======== EXTRAIT
Une petite bête gélatineuse et angélique (d'une transparence psychique) nageait d'un mouvement continu sur le dos, faisant tournoyer sans cesse un petit, subtil pavillon.
  • Journal (1957), Paul Klee, éd. Grasset, coll. « Les Cahiers Rouges », 1959  (ISBN 978-2-246-27913-6), Journal II, p. 116


O intarissable pêle-mêle, les déplacements de plans, le soleil sanglant, la profonde mer semée de voiles inclinées. Matière sur matière, au point qu'on pourrait s'y dissoudre. Être homme, être antique, naïf et rien, pourtant heureux.
  • Journal (1957), Paul Klee, éd. Grasset, coll. « Les Cahiers Rouges », 1959  (ISBN 978-2-246-27913-6), Journal II, p. 117


Au-dedans de moi, quel changement ! J'ai vu vivre un morceau d'histoire. Le Forum et le Vatican m'ont adressé la parole. L'humanisme me veut prendre à la gorge, il est davantage qu'une torturante invention des professeurs de lycée. Il me faut le suivre, ne serait-ce qu'un bout de chemin. Adieu Elfes, fée de la lune, étoiles filantes.
Ma bonne étoile ne se lève point, ne se lèvera pas avant longtemps. Estime-toi heureux, Barbare ! Pourvu que tu puisses penser ! Ulysse a vu la mer et moi j'ai vu Rome. Exorcisé ! Voici l'Europe néoclassique.
================
======== DONNÉES
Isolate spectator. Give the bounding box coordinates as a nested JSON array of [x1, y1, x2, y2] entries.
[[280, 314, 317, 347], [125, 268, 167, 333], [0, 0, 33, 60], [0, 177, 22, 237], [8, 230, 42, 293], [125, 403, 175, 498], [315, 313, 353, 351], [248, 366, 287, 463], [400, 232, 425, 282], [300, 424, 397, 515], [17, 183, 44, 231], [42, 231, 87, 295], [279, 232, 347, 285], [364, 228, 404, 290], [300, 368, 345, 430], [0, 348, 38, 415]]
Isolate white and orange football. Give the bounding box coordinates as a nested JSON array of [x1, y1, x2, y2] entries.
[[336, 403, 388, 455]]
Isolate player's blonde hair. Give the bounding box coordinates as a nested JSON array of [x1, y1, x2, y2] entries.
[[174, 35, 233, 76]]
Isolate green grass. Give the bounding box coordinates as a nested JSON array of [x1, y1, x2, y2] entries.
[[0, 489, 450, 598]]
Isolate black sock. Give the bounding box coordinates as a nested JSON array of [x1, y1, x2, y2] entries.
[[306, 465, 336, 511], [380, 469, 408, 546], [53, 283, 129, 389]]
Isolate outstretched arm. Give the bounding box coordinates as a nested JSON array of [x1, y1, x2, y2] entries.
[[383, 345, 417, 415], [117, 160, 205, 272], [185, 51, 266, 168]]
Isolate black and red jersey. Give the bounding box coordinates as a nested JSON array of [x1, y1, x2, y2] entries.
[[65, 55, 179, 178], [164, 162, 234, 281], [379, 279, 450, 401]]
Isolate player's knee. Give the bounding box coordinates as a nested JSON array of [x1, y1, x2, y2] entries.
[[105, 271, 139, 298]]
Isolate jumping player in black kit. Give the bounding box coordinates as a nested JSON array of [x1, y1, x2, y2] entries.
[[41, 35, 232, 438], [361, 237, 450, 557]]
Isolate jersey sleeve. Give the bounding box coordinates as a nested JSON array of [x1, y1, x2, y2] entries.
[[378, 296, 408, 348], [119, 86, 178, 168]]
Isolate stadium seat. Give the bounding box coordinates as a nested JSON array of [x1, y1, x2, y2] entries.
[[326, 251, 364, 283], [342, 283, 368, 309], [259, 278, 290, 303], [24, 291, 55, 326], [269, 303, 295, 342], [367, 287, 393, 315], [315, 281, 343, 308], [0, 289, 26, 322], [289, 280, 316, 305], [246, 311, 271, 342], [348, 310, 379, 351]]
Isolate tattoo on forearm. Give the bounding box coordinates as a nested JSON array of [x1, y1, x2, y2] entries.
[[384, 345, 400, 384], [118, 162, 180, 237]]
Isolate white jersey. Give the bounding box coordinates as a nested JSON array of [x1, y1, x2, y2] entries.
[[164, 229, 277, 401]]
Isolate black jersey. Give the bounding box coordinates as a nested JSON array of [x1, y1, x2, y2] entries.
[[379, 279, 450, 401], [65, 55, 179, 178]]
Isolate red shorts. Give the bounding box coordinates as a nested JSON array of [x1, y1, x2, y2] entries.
================
VOS TÂCHES -
A: Dans l'extrait, à qui ou à quoi la phrase commençant par « Adieu » fait-elle ses adieux ? Énumérez-les tous.
B: Recopiez mot pour mot, s'il vous plaît, le passage de l'extrait qui commence à « O intarissable pêle-mêle, les » et se termine à « Voici l'Europe néoclassique. ».

EN RÉPONSE -
A:
- Elfes
- fée de la lune
- étoiles filantes

B:
O intarissable pêle-mêle, les déplacements de plans, le soleil sanglant, la profonde mer semée de voiles inclinées. Matière sur matière, au point qu'on pourrait s'y dissoudre. Être homme, être antique, naïf et rien, pourtant heureux.
  • Journal (1957), Paul Klee, éd. Grasset, coll. « Les Cahiers Rouges », 1959  (ISBN 978-2-246-27913-6), Journal II, p. 117


Au-dedans de moi, quel changement ! J'ai vu vivre un morceau d'histoire. Le Forum et le Vatican m'ont adressé la parole. L'humanisme me veut prendre à la gorge, il est davantage qu'une torturante invention des professeurs de lycée. Il me faut le suivre, ne serait-ce qu'un bout de chemin. Adieu Elfes, fée de la lune, étoiles filantes.
Ma bonne étoile ne se lève point, ne se lèvera pas avant longtemps. Estime-toi heureux, Barbare ! Pourvu que tu puisses penser ! Ulysse a vu la mer et moi j'ai vu Rome. Exorcisé ! Voici l'Europe néoclassique.